### WRITTEN PROBLEM
Recast as a numbered list the part of the listing below that opens with the line containing "Detect teal background." and closes with the line containing "167,101,234,170", leaving out any blank lines.

[Begin]

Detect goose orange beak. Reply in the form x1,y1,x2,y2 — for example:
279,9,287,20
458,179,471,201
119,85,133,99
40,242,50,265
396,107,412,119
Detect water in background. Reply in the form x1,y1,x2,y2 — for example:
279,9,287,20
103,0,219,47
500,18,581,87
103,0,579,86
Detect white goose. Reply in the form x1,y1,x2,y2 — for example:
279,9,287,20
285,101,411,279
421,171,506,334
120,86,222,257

[End]
[Begin]

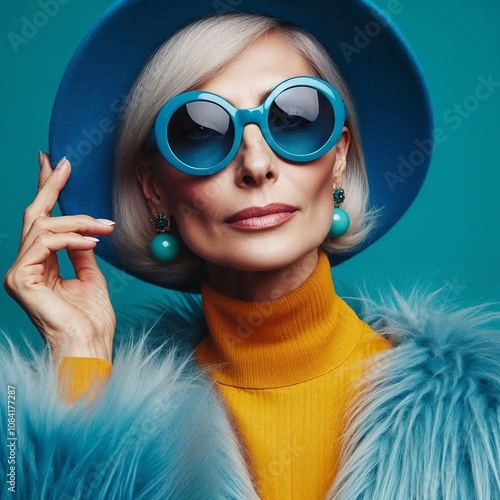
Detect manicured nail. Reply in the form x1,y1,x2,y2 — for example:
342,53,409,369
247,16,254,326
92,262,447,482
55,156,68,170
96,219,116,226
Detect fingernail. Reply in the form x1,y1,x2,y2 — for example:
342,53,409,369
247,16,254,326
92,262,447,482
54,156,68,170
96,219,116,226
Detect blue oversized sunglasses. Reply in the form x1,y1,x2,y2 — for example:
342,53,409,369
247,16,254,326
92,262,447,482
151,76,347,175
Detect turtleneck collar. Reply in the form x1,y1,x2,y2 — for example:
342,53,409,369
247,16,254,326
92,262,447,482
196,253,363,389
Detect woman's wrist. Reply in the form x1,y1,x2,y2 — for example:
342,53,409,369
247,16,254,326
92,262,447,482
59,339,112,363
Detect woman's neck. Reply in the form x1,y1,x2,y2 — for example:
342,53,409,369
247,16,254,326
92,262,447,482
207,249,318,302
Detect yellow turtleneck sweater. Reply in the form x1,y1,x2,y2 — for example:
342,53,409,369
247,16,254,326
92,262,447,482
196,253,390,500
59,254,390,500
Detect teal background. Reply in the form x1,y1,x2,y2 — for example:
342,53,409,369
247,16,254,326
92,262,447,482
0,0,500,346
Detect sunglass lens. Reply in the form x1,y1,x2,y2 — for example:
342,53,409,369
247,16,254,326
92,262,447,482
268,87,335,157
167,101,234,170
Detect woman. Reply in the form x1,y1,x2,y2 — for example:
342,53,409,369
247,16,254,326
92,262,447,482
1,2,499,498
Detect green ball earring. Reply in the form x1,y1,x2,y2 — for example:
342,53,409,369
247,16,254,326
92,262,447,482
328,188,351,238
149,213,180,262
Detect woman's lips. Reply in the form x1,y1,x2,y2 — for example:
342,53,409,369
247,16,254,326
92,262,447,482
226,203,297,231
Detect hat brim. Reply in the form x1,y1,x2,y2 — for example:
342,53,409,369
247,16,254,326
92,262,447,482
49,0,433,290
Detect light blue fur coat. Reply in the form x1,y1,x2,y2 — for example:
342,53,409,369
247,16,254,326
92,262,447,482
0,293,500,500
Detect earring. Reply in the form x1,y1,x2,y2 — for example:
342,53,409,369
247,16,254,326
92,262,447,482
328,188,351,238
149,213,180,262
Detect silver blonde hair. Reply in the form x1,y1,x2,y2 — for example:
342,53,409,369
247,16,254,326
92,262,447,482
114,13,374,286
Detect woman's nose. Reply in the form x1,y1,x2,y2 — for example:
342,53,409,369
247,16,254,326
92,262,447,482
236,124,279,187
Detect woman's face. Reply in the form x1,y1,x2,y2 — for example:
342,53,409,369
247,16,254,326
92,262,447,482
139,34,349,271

[End]

### REPLY
1. Detect teal background. Reply in the form x1,y1,x2,y2 — for example:
2. 342,53,409,369
3. 247,16,254,326
4. 92,262,447,482
5. 0,0,500,346
6. Detect sunglass lens. Reply in the form x1,y1,x2,y2 — for example:
7. 342,53,409,369
8. 247,16,254,326
9. 92,262,447,482
10. 268,87,335,157
11. 167,101,234,170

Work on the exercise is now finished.